[Point localization data]
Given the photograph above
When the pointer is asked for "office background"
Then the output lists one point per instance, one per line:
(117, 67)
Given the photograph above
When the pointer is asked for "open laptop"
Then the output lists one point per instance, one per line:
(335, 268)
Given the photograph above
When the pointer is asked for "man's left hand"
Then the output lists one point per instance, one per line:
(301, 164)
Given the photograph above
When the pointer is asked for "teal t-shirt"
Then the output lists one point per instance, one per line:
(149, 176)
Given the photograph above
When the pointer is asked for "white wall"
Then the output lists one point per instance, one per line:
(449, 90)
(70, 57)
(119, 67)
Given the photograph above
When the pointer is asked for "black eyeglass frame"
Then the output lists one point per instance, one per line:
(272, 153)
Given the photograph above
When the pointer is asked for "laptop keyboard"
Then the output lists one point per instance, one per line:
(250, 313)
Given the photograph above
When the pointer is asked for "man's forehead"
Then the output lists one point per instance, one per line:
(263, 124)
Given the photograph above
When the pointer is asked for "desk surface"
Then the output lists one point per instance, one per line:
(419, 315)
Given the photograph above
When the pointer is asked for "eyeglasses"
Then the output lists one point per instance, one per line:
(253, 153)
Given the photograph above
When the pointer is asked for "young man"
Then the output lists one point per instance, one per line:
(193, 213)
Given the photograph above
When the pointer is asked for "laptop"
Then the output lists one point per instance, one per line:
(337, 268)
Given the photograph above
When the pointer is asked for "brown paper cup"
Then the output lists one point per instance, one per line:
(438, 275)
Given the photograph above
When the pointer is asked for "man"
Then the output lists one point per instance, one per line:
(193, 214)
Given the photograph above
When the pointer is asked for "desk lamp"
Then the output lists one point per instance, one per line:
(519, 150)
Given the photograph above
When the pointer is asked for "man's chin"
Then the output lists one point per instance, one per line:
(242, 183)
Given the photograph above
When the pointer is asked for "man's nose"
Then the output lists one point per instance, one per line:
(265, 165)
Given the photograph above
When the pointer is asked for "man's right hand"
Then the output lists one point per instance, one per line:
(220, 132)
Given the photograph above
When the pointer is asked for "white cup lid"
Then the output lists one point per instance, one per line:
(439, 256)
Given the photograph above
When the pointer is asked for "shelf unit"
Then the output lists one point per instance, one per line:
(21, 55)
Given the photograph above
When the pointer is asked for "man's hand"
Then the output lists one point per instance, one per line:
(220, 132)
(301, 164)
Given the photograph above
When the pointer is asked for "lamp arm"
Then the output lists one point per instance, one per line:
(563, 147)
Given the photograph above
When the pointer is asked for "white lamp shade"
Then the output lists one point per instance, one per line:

WORK TO BE COMPLETED:
An exact repetition of all the records above is required.

EXERCISE ANSWER:
Given the photograph above
When the pointer is asked for "office background"
Then the output lists one point per instance, one per line:
(117, 67)
Given the photograph above
When the pointer is asked for "open laptop"
Then the output lists one point per instance, one per line:
(335, 268)
Given the photograph above
When the pointer is asked for "man's left hand"
Then the output lists one point per instance, one per line:
(301, 164)
Given the photograph above
When the pointer is asked for "teal t-shirt"
Then the output lists one point per instance, one per line:
(149, 176)
Given the photograph above
When the pointer is asked for "white wall"
Then the output lists one point per instance, one per line:
(449, 90)
(70, 57)
(119, 67)
Given the photograph above
When the pointer is asked for "black eyeglass frame"
Then the output lists one point per instance, one per line:
(272, 153)
Given the photograph above
When the pointer is asked for "laptop keyboard"
Then the output lists one point per instance, one per line:
(250, 313)
Given the photograph above
When the pointer is asked for "man's forehead"
Then the output lists one point per instance, one per line:
(263, 124)
Given the photograph above
When the pointer is asked for "desk surface"
Then the output lists one point per instance, one per line:
(419, 315)
Given the photograph above
When the pointer is asked for "eyeglasses"
Then the output lists one point per instance, one per line:
(253, 153)
Given the photograph above
When the pointer is asked for "young man"
Then the output lists one point per instance, one per line:
(193, 213)
Given the photograph above
When the pointer is asked for "laptop"
Then the output lists one point per instance, one per line:
(337, 268)
Given the photograph above
When the pointer is asked for "brown paper cup"
Then the output lists one point per instance, one per line:
(438, 275)
Given the photograph above
When the pointer is asked for "man"
Then the output lists one point per instance, one per line:
(193, 214)
Given the photograph above
When the pointer is asked for "desk lamp"
Then the output lists one point per instance, one per line:
(519, 150)
Given the photograph above
When the pointer is asked for "man's chin"
Then the output lists one point per instance, one per line:
(242, 183)
Given the photograph above
When the pointer is asked for "man's nose"
Then the output lists one point per instance, one per line:
(265, 165)
Given the photograph above
When the pointer is asked for "man's right hand"
Then the output lists one point per instance, one per line:
(220, 132)
Given the photograph above
When the pointer is asked for "white cup lid"
Then the output lists one point per instance, one per line:
(439, 256)
Given the photograph above
When the pointer is asked for "shelf unit"
Then the output lists one point per instance, one per line:
(21, 55)
Given the photograph above
When the pointer is asked for "man's hand"
Then the output lists one point per instance, one per line:
(220, 132)
(301, 164)
Given the photograph above
When the pointer is asked for "lamp arm"
Then the output lists one point per instance, one per line:
(563, 147)
Given the photograph above
When the pointer is asked for "white lamp shade"
Then the output lists one point per instance, one per line:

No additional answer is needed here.